Repeat all of the rows below word for word, leaving out the pictures.

##############################

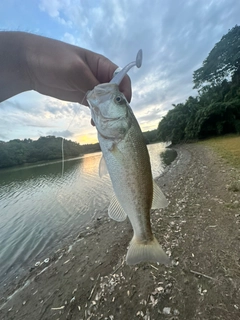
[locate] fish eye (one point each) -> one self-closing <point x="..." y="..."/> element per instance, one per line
<point x="119" y="100"/>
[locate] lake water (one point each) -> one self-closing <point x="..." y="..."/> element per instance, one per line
<point x="40" y="208"/>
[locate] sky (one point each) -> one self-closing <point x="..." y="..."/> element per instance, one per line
<point x="175" y="36"/>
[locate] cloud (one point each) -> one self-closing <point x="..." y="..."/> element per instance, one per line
<point x="65" y="133"/>
<point x="176" y="36"/>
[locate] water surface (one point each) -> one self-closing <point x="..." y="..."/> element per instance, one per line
<point x="40" y="209"/>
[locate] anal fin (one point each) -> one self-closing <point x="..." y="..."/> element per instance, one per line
<point x="115" y="211"/>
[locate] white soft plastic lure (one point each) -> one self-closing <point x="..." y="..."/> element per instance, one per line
<point x="127" y="160"/>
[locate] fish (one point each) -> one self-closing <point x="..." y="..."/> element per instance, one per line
<point x="126" y="159"/>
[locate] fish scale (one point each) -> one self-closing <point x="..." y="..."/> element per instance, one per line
<point x="126" y="158"/>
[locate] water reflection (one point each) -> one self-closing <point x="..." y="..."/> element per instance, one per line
<point x="40" y="208"/>
<point x="168" y="156"/>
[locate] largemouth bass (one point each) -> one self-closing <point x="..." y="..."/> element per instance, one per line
<point x="126" y="158"/>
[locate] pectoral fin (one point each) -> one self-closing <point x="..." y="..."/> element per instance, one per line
<point x="102" y="168"/>
<point x="159" y="200"/>
<point x="115" y="211"/>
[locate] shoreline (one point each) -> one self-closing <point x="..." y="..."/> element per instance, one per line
<point x="90" y="279"/>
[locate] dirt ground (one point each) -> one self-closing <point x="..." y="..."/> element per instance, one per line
<point x="200" y="229"/>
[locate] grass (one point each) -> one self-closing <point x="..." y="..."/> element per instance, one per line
<point x="228" y="147"/>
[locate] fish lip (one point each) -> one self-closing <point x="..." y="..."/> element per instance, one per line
<point x="110" y="119"/>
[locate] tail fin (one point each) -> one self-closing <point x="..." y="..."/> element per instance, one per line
<point x="152" y="251"/>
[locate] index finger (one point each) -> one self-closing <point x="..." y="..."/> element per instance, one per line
<point x="103" y="69"/>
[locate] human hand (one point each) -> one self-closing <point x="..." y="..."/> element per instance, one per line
<point x="65" y="71"/>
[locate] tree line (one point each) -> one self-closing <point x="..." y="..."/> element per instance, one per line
<point x="216" y="108"/>
<point x="16" y="152"/>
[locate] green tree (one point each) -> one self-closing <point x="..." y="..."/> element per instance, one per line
<point x="222" y="62"/>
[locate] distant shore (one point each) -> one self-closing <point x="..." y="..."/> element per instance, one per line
<point x="89" y="279"/>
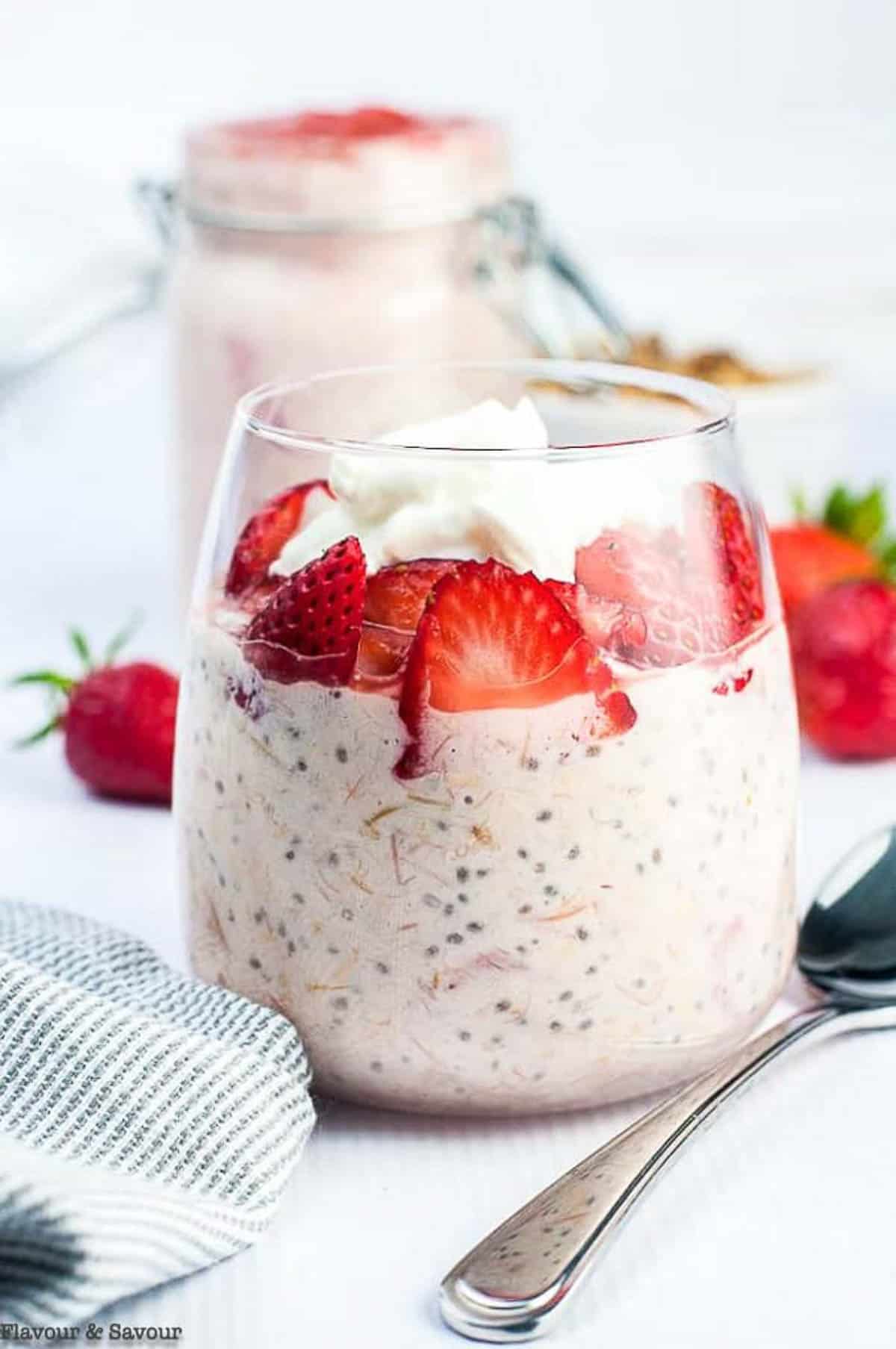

##############################

## Exercise solution
[locate] fish eye (one point each) -> one self-closing <point x="..." y="..."/> element per instance, one per line
<point x="119" y="100"/>
[locate] lake water (one point each) -> one self-closing <point x="..." y="..."/> element per instance, one per line
<point x="40" y="208"/>
[locate] sky (one point each) -> one self-closing <point x="..." y="..."/> element per instance, one per line
<point x="175" y="36"/>
[locate] cloud (one point each) -> one self-closing <point x="..." y="..."/> element per instance, one per line
<point x="65" y="133"/>
<point x="176" y="36"/>
[locate] water surface (one point each) -> one self-closing <point x="..." y="..."/> element per instance, one per line
<point x="40" y="209"/>
[locate] anal fin (one point each) -> one self-closing <point x="..." y="..."/> element per instance, one per line
<point x="115" y="211"/>
[locate] white soft plastic lure (one point each) -> one self-closing <point x="..." y="..."/> element per instance, one per line
<point x="127" y="160"/>
[locate] fish (one point each) -> one self-closing <point x="..." y="..."/> element per instance, one per line
<point x="126" y="159"/>
[locate] fish scale (one point each) -> one self-closing <point x="..." y="..."/> element per instance, one per line
<point x="126" y="158"/>
[locate] water reflection (one point each) -> one self-closing <point x="..." y="..."/> element per instance, one per line
<point x="40" y="208"/>
<point x="168" y="156"/>
[locate] largemouth bass (one point each) -> one self-closing <point x="..." y="..."/> element per instance, one per line
<point x="126" y="158"/>
[locate] pectoral fin (one point each) -> one self-closing <point x="..." y="..."/> element per instance, one per line
<point x="102" y="168"/>
<point x="159" y="200"/>
<point x="115" y="211"/>
[locate] shoreline (one point each) -> one self-closing <point x="..." y="..."/> element per instance, one per line
<point x="90" y="279"/>
[locate] dirt ground (one point each) -> one self-closing <point x="..." y="..."/> element per instance, one per line
<point x="200" y="229"/>
[locate] grass (one point each) -> one self-closing <point x="..." y="..."/> element per instance, one per line
<point x="228" y="147"/>
[locate] fish lip (one point each) -> one self-closing <point x="..." y="..."/> element per instance, one per line
<point x="110" y="119"/>
[locate] tail fin (one point each) -> one self-closing <point x="..." y="..."/> element per instance, one per line
<point x="152" y="251"/>
[locate] index finger (one point each) -> one self-closing <point x="..." y="..."/> element per instance, one per line
<point x="103" y="69"/>
[locate] human hand (one point each) -> one self-closing <point x="..." y="..."/> element per instance, one per line
<point x="65" y="71"/>
[locate] tree line (one point each) -> one self-closing <point x="..." y="..."/> element per instance, one per line
<point x="216" y="108"/>
<point x="16" y="152"/>
[locate] green tree (one point each) -> one self-closing <point x="..." y="..."/> element per instance, one per line
<point x="222" y="62"/>
[locate] distant shore (one point each) -> one self-closing <point x="..." y="..."/> element per instance, one per line
<point x="89" y="279"/>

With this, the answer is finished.